> [Exercise task A]:
In the forum thread about children coping with a parent's betrayal, what ages are the first poster's children?
> [Exercise task B]:
Continue the forum thread about children coping with a parent's betrayal, starting after its final sentence.

> [Source document]:

We saw this on a car on the way to school this morning. My DD (15) became very quiet. I felt so sorry that because she heard us arguing knows pretty much what her dad did, and that he has let her down so much.
I wanted to wish this all away because it is so painful. She doesn't want to see him or even be under the same roof. WH has been away for a month now, but I can't let him back until she is comfortable really. I'm thankful that she keeps reminding me (not outwardly) not to sweep this under the carpet...
I need to make sure mine and my children's emotions and feelings are validated for sure.
Anyone else have any advice for children. Ok mine are not that small....20, 17, 15 +12. But they have been let down too.
I don't know what I feel anymore...

k94ever posted 9/25/2013 08:46 AM

Kat....totally "get" you wanting to fix the relationship between your daughter/kids and their dad.

But you can't. It's THEIR relationship and the kids and their Dad have to work it out for themselves. Like you said....your kids are older and pretty much adults. YOU can't try and make their relationship....all it will get you is resentment from both sides for trying to be meddlesome and controlling.

> [Material shown]:
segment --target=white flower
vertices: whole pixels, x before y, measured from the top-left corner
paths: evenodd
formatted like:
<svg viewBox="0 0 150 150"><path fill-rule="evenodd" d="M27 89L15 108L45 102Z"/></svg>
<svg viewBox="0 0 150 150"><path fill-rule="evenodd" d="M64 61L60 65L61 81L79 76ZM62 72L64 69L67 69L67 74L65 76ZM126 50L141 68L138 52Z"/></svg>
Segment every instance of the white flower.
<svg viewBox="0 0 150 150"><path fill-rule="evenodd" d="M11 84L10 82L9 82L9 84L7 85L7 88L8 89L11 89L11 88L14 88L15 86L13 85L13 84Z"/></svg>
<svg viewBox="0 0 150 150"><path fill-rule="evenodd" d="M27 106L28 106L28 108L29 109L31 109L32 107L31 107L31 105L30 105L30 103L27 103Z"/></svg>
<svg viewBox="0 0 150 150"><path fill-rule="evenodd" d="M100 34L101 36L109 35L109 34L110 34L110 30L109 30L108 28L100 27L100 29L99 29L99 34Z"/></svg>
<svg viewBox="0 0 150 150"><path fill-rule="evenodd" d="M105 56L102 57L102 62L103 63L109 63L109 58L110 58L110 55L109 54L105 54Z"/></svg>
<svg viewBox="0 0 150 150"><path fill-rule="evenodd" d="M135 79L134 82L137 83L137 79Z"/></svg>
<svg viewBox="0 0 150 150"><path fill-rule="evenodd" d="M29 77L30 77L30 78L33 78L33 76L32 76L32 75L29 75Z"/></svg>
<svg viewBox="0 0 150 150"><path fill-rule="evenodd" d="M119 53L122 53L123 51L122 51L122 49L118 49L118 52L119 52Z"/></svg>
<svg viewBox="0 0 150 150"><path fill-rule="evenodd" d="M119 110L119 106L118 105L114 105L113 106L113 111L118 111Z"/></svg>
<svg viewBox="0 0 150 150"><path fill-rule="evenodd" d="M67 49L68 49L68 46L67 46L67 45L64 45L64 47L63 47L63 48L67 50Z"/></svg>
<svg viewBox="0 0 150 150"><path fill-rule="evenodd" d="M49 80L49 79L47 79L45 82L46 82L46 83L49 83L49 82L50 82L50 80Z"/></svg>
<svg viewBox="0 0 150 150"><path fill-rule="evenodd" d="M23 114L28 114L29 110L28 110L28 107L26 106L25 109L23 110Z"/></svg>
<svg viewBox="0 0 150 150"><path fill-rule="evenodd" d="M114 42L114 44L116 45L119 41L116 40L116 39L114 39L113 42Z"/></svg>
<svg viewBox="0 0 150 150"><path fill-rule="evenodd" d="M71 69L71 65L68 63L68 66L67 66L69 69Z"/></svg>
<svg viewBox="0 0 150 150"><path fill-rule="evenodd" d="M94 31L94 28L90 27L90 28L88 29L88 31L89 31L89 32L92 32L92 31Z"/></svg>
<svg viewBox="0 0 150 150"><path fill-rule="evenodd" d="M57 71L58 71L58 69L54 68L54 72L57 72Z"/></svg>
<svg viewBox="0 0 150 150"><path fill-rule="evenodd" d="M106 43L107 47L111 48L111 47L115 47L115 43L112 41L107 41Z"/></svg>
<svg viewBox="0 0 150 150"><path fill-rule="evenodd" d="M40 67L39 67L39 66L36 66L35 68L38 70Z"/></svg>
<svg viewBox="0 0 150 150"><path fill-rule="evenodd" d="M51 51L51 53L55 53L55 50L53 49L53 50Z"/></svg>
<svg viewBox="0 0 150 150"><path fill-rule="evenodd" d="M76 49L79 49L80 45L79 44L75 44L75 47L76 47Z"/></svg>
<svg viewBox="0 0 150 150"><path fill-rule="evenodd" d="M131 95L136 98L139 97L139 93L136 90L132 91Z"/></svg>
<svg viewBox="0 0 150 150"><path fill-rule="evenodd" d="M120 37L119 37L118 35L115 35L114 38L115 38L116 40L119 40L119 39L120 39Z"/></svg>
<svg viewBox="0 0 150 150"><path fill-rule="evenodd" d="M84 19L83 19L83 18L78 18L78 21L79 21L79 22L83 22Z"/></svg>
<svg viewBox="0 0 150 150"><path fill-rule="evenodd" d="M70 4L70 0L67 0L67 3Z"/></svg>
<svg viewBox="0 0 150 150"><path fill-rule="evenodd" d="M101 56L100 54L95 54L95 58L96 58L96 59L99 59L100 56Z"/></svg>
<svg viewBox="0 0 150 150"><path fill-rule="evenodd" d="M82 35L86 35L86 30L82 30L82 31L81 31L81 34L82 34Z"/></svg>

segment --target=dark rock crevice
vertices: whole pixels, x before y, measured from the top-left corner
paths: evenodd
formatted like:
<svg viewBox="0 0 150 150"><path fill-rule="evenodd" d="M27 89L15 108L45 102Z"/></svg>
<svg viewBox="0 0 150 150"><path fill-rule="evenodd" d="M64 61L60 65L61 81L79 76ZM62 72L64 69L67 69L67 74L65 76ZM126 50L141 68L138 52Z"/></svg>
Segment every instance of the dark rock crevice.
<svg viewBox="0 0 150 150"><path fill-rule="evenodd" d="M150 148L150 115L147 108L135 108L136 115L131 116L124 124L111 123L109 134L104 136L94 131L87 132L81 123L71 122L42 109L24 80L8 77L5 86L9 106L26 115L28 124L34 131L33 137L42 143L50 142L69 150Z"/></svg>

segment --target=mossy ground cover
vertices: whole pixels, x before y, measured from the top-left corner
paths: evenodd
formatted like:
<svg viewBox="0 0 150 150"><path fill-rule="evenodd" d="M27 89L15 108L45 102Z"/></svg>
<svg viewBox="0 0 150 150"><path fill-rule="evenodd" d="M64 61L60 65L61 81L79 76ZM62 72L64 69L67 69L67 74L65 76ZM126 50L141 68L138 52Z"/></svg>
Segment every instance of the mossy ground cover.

> [Right answer A]:
20, 17, 15, and 12.

> [Right answer B]:
All you can do is be there for them.

{{{hugs 'cause I know it's hard. Been there}}}}


OK now posted 9/25/2013 10:53 AM

Agree with K94, its the kids decision; just make sure you are fully supportive.

Isn't the WH concerned that his children don't want to see him? That would break my heart; i wouldn't be able to accept not seeing my child for a month, knowing she was unhappy at my behavior. I would want to beg her forgiveness. Goes for your other kids too.

cluless posted 9/25/2013 10:53 AM


I have older kids as well and they are ALL hurting. What I tell them is you have the right to feel the way you do. I know how hurtful this is and I know how confusing it is to watch me at my lowest. But your dad loves you and will do anything it takes to repair our relationships. This is NOT your burden to carry, I'm a big girl and I can get through this, so be open to what he says to you. He loves you and doesn't want you to hurt.

Sad that our WH don't think about the impact their selfishness makes on the WHOLE family :-(

PositiveAttitude posted 9/25/2013 10:58 AM

My heart breaks for your DD. I understand to some extent as well.

My stepdaughter also 15 (who I raised pretty much single-handedly since she was 4) is so upset with WH right now. She's hurting for herself, her siblings, and me. She's angry that the unfairness of it all.

Her parents marriage ended because of her mother's infidelity and now she's faced with her father's as well. I wish I could take away her pain, but it's impossible to do.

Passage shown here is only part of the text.